> _Selected extract_
Vote for me or die on the streets of your Democrat run cities, peasants.
demagogue on 7/10/2020 at 13:30
FYI Trump already gave a (
https://www.washingtonpost.com/politics/trump-says-he-has-absolute-right-to-pardon-himself-of-federal-crimes-but-denies-any-wrongdoing/2018/06/04/3d78348c-67dd-11e8-bea7-c8eb28bc52b1_story.html) statement in 2018 where he claimed the power to pardon himself, and basically every sane lawyer laughed the idea out the window.
I think resigning would be literally cognitively impossible for him. It would mean admitting he was less than the greatest president in US history, and he just can't do it. If he could, then there are 10,000s of past incidents that wouldn't make any sense. At least I don't think he could do it under normal circumstances. If he felt sure to be arrested, I could imagine him playing the role of a victim of political persecution and feeling forced to take steps to protect himself that look a lot like resigning and installing Pence to pardon him... I don't think he'd want to actually call it "resigning" though or say anything like Nixon or LBJ did about doing what was best for the country, but he'd be speaking like a persecuted victim doing what has to be done to stop the out-of-control Dems. That's just my sense of it.

> _Required work_
a - In the comment on a possible presidential resignation, in what year did Trump make a statement claiming the power to pardon himself?
b - Return the passage of the comment on a possible presidential resignation between "I think resigning" and "sense of it.", inclusive.
The listing that follows was taken from a separate source and is unrelated to the comment.

> _Material_
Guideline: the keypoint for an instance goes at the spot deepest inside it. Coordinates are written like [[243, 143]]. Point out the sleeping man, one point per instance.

> _Expected answers_
a - 2018

b -
I think resigning would be literally cognitively impossible for him. It would mean admitting he was less than the greatest president in US history, and he just can't do it. If he could, then there are 10,000s of past incidents that wouldn't make any sense. At least I don't think he could do it under normal circumstances. If he felt sure to be arrested, I could imagine him playing the role of a victim of political persecution and feeling forced to take steps to protect himself that look a lot like resigning and installing Pence to pardon him... I don't think he'd want to actually call it "resigning" though or say anything like Nixon or LBJ did about doing what was best for the country, but he'd be speaking like a persecuted victim doing what has to be done to stop the out-of-control Dems. That's just my sense of it.